PROBLEM TO WORK ON = Please copy every one of the records below word for word, keeping each line unchanged and in its original order.

RECORD LIST =

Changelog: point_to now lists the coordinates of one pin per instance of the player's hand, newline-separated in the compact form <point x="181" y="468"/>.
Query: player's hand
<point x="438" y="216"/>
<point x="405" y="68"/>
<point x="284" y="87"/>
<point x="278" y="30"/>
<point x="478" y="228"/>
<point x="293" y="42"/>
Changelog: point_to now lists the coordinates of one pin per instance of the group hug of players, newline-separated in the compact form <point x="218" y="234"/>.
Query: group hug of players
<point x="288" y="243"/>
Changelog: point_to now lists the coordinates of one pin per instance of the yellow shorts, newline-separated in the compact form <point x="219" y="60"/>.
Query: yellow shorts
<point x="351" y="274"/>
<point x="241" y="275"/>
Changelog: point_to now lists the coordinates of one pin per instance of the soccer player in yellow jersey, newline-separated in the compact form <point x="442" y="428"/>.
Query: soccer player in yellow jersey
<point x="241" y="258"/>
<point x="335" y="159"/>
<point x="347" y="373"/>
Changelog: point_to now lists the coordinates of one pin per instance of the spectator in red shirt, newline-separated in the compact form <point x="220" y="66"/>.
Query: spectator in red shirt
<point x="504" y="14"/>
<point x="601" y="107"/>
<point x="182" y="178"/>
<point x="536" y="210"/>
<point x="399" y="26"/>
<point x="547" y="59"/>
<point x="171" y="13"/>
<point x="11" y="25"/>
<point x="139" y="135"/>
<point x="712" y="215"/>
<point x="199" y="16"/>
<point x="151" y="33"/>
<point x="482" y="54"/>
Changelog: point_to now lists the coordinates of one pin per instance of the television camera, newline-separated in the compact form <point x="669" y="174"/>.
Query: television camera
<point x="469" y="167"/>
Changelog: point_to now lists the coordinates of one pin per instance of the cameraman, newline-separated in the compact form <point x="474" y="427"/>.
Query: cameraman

SOLUTION TO THIS TASK =
Changelog: point_to now lists the coordinates of one pin per instance of the player's hand, newline-separated in the compact form <point x="181" y="468"/>.
Query: player's hand
<point x="438" y="216"/>
<point x="405" y="68"/>
<point x="284" y="87"/>
<point x="278" y="30"/>
<point x="478" y="228"/>
<point x="293" y="42"/>
Changelog: point_to now lists the coordinates of one pin per instance of the group hug of players, newline-separated in the compact form <point x="218" y="234"/>.
Query: group hug of players
<point x="288" y="243"/>
Changelog: point_to now lists the coordinates of one pin per instance of the yellow shorts, newline-separated in the compact form <point x="219" y="60"/>.
Query: yellow shorts
<point x="351" y="274"/>
<point x="241" y="275"/>
Changelog: point_to now lists the coordinates of one pin per instance of the soccer player in yellow jersey, newline-separated in the compact form <point x="442" y="428"/>.
Query: soccer player in yellow jersey
<point x="241" y="258"/>
<point x="335" y="159"/>
<point x="347" y="373"/>
Changelog: point_to now lists the coordinates of one pin per instance of the spectator in red shirt, newline-separated in the compact form <point x="220" y="66"/>.
Query: spectator in red shirt
<point x="504" y="14"/>
<point x="601" y="107"/>
<point x="182" y="178"/>
<point x="536" y="210"/>
<point x="399" y="26"/>
<point x="547" y="59"/>
<point x="171" y="13"/>
<point x="11" y="25"/>
<point x="139" y="135"/>
<point x="712" y="215"/>
<point x="199" y="16"/>
<point x="151" y="33"/>
<point x="482" y="54"/>
Changelog: point_to now lists the coordinates of one pin per instance of the television camera, newline-separated in the compact form <point x="669" y="174"/>.
Query: television camera
<point x="469" y="167"/>
Changelog: point_to now lists the coordinates of one pin per instance of the cameraman, newline-separated in the compact form <point x="474" y="427"/>.
Query: cameraman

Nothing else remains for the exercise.